**Task details**:
Duplicate the records in the part that opens with the line containing "I'm looking at the image above. Where does the white ceiling" and closes with the line containing "(138, 126), (175, 135)", copying each line unchanged and including both of those lines.
— START Input —
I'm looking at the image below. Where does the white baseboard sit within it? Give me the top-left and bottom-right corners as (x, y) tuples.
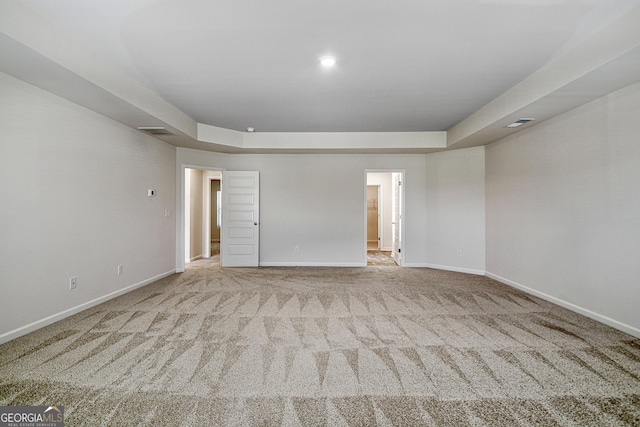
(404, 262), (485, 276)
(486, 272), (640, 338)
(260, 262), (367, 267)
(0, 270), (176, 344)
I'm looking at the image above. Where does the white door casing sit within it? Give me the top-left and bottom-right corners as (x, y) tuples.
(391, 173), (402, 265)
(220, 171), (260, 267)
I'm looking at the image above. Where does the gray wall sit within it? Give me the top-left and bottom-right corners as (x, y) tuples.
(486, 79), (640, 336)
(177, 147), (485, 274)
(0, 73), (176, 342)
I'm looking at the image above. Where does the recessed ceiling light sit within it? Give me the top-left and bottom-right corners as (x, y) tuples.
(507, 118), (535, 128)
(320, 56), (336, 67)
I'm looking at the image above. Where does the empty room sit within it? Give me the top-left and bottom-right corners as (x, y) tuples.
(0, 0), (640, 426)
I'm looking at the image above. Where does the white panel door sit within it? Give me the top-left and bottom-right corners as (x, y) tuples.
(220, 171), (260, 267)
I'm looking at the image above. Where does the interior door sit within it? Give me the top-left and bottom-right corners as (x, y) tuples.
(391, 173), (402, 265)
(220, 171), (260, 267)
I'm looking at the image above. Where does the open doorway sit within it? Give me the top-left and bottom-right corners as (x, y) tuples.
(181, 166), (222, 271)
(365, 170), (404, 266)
— END Input —
— START Input —
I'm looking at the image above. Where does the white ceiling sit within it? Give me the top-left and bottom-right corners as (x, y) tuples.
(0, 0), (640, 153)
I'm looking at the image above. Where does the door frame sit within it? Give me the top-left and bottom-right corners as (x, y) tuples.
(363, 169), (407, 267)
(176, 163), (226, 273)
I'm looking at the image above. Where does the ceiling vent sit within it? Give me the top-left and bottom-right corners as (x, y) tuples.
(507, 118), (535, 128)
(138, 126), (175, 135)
— END Input —
— START Input —
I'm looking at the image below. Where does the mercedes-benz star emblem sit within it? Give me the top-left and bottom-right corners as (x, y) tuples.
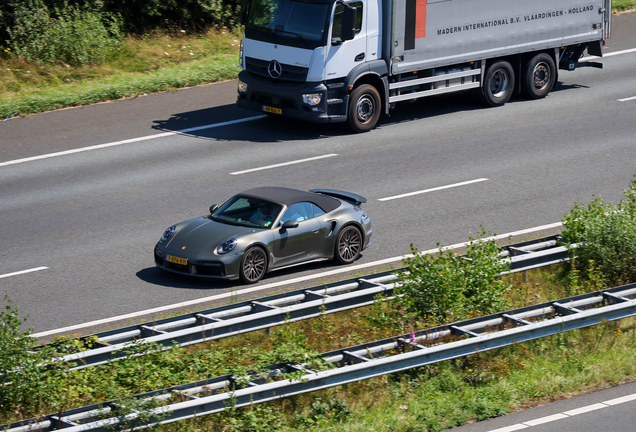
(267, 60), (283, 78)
— END Input —
**Reply**:
I'm looking at the image above. Where does the white ceiling sit within it? Give me the top-left and bottom-right corners as (x, y) tuples.
(0, 0), (640, 153)
I'm looking at the image above. Where does the door frame sit within it? Give me the top-left and bottom-right corners as (x, y) tuples.
(363, 169), (407, 267)
(176, 163), (226, 273)
I'm looking at the image above. Where does the ceiling vent sit within it? Give me the top-left and bottom-right corners as (x, y) tuples.
(507, 118), (535, 128)
(138, 126), (175, 135)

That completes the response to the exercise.